DATA SECTION:
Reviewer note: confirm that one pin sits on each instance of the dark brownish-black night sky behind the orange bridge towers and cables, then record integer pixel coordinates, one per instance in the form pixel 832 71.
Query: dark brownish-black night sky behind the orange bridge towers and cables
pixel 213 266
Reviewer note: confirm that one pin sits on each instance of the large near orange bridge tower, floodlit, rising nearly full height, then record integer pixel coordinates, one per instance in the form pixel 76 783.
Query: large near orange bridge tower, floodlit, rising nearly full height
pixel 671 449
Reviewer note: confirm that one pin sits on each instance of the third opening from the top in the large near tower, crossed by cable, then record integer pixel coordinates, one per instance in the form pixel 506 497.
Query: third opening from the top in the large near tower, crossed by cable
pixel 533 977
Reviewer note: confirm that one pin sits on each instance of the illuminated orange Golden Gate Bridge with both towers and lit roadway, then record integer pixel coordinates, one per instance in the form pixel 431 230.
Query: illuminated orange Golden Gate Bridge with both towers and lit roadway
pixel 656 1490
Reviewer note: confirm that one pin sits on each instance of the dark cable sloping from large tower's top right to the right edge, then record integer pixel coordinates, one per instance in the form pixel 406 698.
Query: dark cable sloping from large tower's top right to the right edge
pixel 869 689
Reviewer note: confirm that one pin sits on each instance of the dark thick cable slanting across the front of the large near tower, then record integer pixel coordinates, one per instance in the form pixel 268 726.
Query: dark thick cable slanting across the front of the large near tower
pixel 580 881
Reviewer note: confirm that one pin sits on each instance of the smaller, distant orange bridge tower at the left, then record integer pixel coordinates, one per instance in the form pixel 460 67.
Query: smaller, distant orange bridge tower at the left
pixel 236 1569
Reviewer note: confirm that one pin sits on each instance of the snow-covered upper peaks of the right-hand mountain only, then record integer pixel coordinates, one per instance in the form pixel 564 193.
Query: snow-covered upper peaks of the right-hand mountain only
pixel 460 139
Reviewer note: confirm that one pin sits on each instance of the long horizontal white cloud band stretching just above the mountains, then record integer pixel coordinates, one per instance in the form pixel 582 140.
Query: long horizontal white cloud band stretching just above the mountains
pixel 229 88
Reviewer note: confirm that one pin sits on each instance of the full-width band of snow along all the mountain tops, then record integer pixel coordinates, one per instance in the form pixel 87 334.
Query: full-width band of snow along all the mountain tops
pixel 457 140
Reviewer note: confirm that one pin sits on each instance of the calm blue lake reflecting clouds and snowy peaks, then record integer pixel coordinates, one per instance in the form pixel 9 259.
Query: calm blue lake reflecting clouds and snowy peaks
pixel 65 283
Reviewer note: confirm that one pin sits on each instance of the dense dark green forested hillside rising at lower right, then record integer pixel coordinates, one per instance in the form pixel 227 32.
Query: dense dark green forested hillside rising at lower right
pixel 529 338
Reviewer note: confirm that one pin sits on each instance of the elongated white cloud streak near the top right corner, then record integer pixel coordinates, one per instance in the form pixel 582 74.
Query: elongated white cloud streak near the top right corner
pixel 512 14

TASK BRIEF: Exactly and in full, write out the lines from the one containing "Query: dense dark" through the end of the listing.

EXERCISE SOLUTION:
Query: dense dark green forested hillside rising at lower right
pixel 529 338
Reviewer note: confirm that one pin sits on each instance of the elongated white cloud streak near the top right corner, then record integer pixel coordinates, one per instance in the form pixel 582 74.
Query: elongated white cloud streak near the top right corner
pixel 512 14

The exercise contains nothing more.